VORLIEGENDER TEXT.
◆ ◆ ◆ ◆ ◆ ◆ ◆

Sogar feindlich gesinnten Menschen zu helfen war inmitten jenes Krieges natürlich alles andere als selbstverständlich. Jene Familie wurde von der Philosophie des Roten Kreuzes nicht nur sehr beeindruckt, sondern auch zutiefst überzeugt, und sie fragten sich, wie Henry Dunant, der diese Organisation gegründet hatte, auf derart geniale Ideen gekommen war.
Leider entzündete sich der syrische Bürgerkrieg ja eben gerade dadurch immer wieder von neuem, dass die Fähigkeit, neutral zu denken und andersartige Menschen – oder gar Feinde – zu lieben, gänzlich fehlte. Sie erzählten mir, dass große Teile der Bevölkerung derartige Vorurteile gegen das Symbol des Kreuzes hätten, dass die Organisation dort sogar unter einem anderen Namen arbeiten müsse. Sie heißt dort «Roter Halbmond». Ein Fahrer in einem Wagen mit einem roten Kreuz darauf würde wohl nicht lange überleben.

◆ ◆ ◆ ◆ ◆ ◆ ◆

AUSZÜGE DER LISTE.
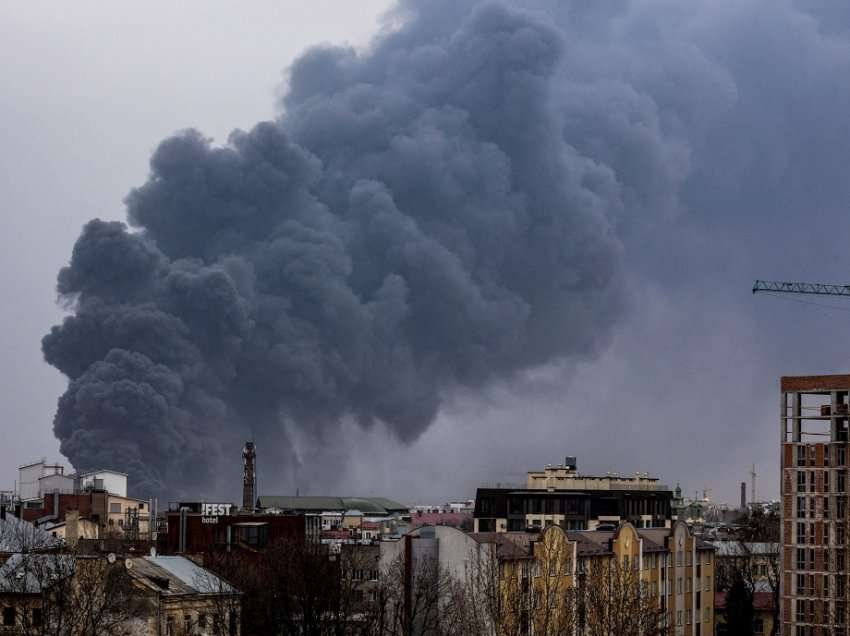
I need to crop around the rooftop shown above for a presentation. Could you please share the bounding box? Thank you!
[259,495,409,515]
[129,556,239,596]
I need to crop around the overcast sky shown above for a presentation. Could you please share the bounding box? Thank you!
[0,0,850,503]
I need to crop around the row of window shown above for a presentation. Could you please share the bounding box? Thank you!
[351,568,378,581]
[165,611,239,636]
[3,605,41,627]
[797,470,847,492]
[796,548,847,572]
[796,445,847,467]
[676,607,711,627]
[795,574,847,598]
[797,495,847,519]
[794,521,847,545]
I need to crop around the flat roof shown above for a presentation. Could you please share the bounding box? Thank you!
[780,375,850,391]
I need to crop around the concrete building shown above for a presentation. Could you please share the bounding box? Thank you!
[714,590,775,636]
[258,495,410,543]
[779,375,850,636]
[126,556,242,636]
[21,490,152,539]
[159,502,309,554]
[474,457,673,532]
[0,553,241,636]
[16,459,66,502]
[490,521,714,636]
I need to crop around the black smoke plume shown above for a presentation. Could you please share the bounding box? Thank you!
[43,2,623,495]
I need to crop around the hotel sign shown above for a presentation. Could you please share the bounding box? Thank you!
[201,503,233,524]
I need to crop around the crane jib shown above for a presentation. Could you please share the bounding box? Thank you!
[753,280,850,296]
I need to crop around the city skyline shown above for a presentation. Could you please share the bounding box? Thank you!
[8,0,850,504]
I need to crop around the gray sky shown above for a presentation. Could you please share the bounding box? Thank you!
[0,0,387,488]
[0,0,850,502]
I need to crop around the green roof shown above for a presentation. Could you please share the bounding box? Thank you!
[260,495,410,515]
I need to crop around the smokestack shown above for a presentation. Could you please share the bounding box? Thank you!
[242,442,257,512]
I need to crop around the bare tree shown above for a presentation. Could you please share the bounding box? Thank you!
[3,553,151,636]
[577,557,666,636]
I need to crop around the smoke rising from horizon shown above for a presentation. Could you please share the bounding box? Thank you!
[43,4,623,494]
[43,0,850,494]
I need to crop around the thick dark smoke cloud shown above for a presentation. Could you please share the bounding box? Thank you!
[44,0,850,500]
[43,4,622,494]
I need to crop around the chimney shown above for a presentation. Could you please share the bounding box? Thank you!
[242,442,257,512]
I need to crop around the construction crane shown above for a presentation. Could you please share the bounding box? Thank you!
[753,280,850,296]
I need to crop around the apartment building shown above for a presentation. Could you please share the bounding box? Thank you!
[494,522,714,636]
[780,375,850,636]
[474,457,673,532]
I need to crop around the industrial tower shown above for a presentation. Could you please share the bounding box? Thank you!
[242,442,257,512]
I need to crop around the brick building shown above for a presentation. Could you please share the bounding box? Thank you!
[780,375,850,636]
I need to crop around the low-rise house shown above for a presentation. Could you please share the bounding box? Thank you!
[0,553,241,636]
[126,556,241,636]
[714,591,777,636]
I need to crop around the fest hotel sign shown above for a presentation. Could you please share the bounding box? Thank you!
[201,503,233,524]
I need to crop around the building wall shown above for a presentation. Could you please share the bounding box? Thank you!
[80,470,127,497]
[780,375,850,634]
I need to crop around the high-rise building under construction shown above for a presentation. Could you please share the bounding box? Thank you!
[780,375,850,636]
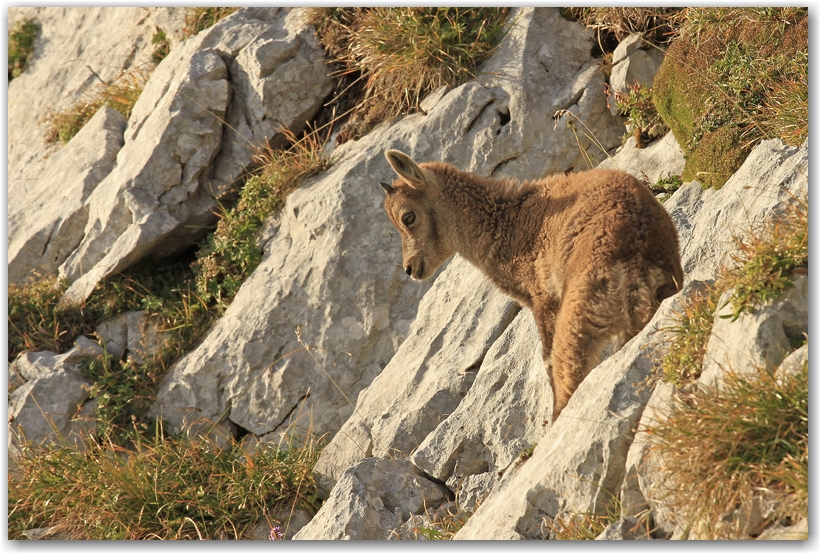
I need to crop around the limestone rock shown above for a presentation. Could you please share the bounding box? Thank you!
[8,7,184,205]
[9,338,103,449]
[315,256,520,480]
[8,107,125,282]
[55,8,331,302]
[152,8,618,444]
[598,132,686,188]
[97,311,165,363]
[410,309,553,491]
[595,517,652,540]
[609,33,664,115]
[293,457,448,540]
[664,140,809,282]
[478,8,623,180]
[455,288,680,540]
[698,275,809,386]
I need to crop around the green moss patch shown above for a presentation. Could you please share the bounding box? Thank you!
[653,8,808,188]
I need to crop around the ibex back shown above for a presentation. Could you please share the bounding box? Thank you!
[380,150,683,420]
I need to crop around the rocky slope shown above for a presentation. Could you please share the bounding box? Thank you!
[9,8,808,539]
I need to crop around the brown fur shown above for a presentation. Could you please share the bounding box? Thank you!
[382,150,683,420]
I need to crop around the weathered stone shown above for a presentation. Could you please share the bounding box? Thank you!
[609,40,664,115]
[152,8,618,448]
[468,8,623,180]
[9,338,102,449]
[598,132,685,184]
[698,275,809,386]
[9,107,125,282]
[455,288,680,539]
[447,471,500,513]
[97,311,165,363]
[251,509,311,540]
[410,308,553,491]
[315,257,516,480]
[55,8,331,302]
[293,457,448,540]
[620,382,678,538]
[664,140,809,282]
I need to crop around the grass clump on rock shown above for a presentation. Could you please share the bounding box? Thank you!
[661,199,809,385]
[8,426,320,540]
[647,356,809,539]
[45,69,149,144]
[194,127,331,313]
[653,8,808,188]
[309,8,509,138]
[8,19,40,80]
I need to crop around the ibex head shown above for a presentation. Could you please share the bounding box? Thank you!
[379,150,455,280]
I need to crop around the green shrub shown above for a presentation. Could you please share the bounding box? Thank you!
[194,127,331,313]
[653,8,808,188]
[8,19,40,80]
[8,259,216,442]
[8,426,320,540]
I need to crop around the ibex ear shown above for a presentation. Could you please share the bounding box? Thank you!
[384,150,427,190]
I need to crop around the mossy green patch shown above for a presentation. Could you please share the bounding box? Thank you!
[653,8,808,188]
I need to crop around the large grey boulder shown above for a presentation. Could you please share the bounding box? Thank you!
[315,256,520,480]
[598,132,686,184]
[152,8,618,444]
[414,308,553,493]
[9,337,103,448]
[60,8,331,302]
[8,107,125,282]
[455,288,680,540]
[664,139,809,282]
[698,275,809,386]
[474,8,623,180]
[620,275,808,539]
[8,7,184,212]
[293,458,448,540]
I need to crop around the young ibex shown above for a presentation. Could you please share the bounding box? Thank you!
[380,150,683,420]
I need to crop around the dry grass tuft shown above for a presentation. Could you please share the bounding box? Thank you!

◆ ◆ ◆ ◆ ◆ ◆ ◆

FRAGEN ZUM TEXT.
[1] Unter welchem Namen arbeitet die Organisation laut dem Text über das Rote Kreuz dort, wo große Teile der Bevölkerung Vorurteile gegen das Symbol des Kreuzes haben?
[2] Fasse den Absatz, der mit „Leider entzündete sich der syrische Bürgerkrieg“ beginnt, im Text über das Rote Kreuz kürzer zusammen und behalte dabei die wesentlichen Fakten bei.
[3] Führe den Text über das Rote Kreuz im syrischen Bürgerkrieg nach seinem letzten Satz weiter.

LÖSUNGEN FOLGEN.
[1] Sie heißt dort «Roter Halbmond».

[2] Der syrische Bürgerkrieg entzündete sich immer wieder neu, weil die Fähigkeit fehlte, neutral zu denken und andersartige Menschen oder gar Feinde zu lieben. Wegen verbreiteter Vorurteile gegen das Kreuzsymbol muss die Organisation dort als «Roter Halbmond» arbeiten. Ein Fahrer in einem Wagen mit rotem Kreuz würde wohl nicht lange überleben.

[3]
Eines Tages wurde die kleine Tochter dieser Familie von einer Granate verletzt. Bald darauf bekam der Vater Probleme mit der syrischen Regierung, weil diese von ihm forderte, Informationen weiterzuleiten. Er sollte also Menschen denunzieren. Gerade dies widersprach allerdings dem Prinzip, das er beim Roten Kreuz gelernt hatte, demzufolge man neutral bleiben und allen helfen sollte. Als er sich weigerte, das Verlangte zu tun, wurde er als Helfer der Staatsfeinde eingestuft und von der Polizei gesucht. Er konnte sich eine Weile in einem Kloster verstecken.
Aber das war keine Dauerlösung. Es war klar, dass sie Syrien verlassen mussten. Durch die Vermittlung des Roten Kreuzes erhielten sie innerhalb von drei Tagen ein humanitäres Visum, mit dem sie legal in die Schweiz einreisen konnten, um einen Asylantrag zu stellen.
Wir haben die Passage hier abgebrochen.